◆ **EXCERTO DO DOCUMENTO**:
* * *

“O TEATRO É A ARTE MAIS DEMOCRÁTICA QUE EXISTE”

Nesta nossa ronda pelos criadores teatrais com ligação a Gaia, para uma reflexão sobre o estado do teatro profissional neste concelho da margem esquerda do rio Douro, vamos hoje ao encontro da atriz Ângela Marques. Possui o Mestrado em Estudos Literários, Culturais e Interartes e a Licenciatura em Filosofia pela Faculdade de Letras da Universidade do Porto.

* * *

◆ **MATERIAL FORNECIDO**:
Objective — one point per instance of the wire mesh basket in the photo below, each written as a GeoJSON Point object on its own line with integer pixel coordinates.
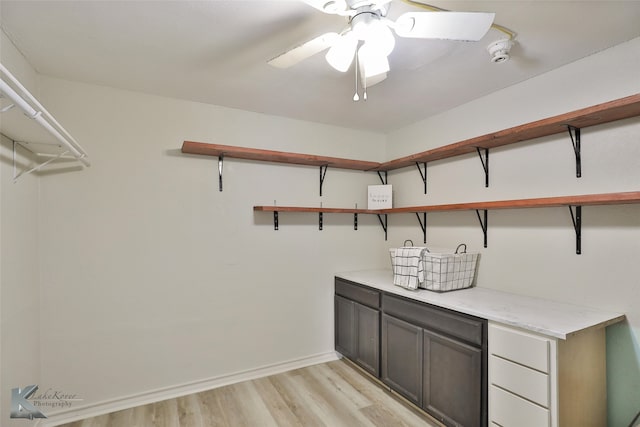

* * *

◆ **EXERCÍCIOS PROPOSTOS**:
- A) Segundo o excerto sobre Ângela Marques, em que área é licenciada a atriz?
- B) Indique se cada afirmação está de acordo com o excerto sobre Ângela Marques e cite as palavras que o decidem: (i) Ângela Marques é atriz; (ii) Gaia fica na margem direita do rio Douro; (iii) Ângela Marques tem um mestrado em Estudos Literários, Culturais e Interartes.
- C) Prolongue o excerto sobre Ângela Marques a partir da última frase apresentada.

◆ **RESPOSTAS**:
- A) É licenciada em Filosofia pela Faculdade de Letras da Universidade do Porto.

- B)
(i) Sim: "vamos hoje ao encontro da atriz Ângela Marques".
(ii) Não: "neste concelho da margem esquerda do rio Douro".
(iii) Sim: "Possui o Mestrado em Estudos Literários, Culturais e Interartes".

- C)
A sua estreia como atriz ocorreu em 1989, na Seiva Trupe, em cuja Escola concluiu o Curso de Interpretação, tendo colaborado depois com quase todas as companhias e espaços de criação teatral do Grande Porto. Foi docente em Teatro na ESMAE-Escola Superior de Música, Artes e Espetáculo, entre 2012 e 2020, funções que exerceu paralelamente à sua atividade como atriz na Astro Fingido, estrutura que criou e dirige com o dramaturgo, encenador e ator Fernando Moreira. No seu currículo, destaca-se a participação nos filmes “O Princípio da Incerteza”, de Manoel de Oliveira; “Tebas”, “Surdina” e “Ornamento e Crime”, de Rodrigo Areias, entre muitas outras longas e curtas metragens, para além da prestação na novela “Morangos com Açúcar” e nas séries televisivas “4Play”, “Dentro” e “Mulheres de Abril”.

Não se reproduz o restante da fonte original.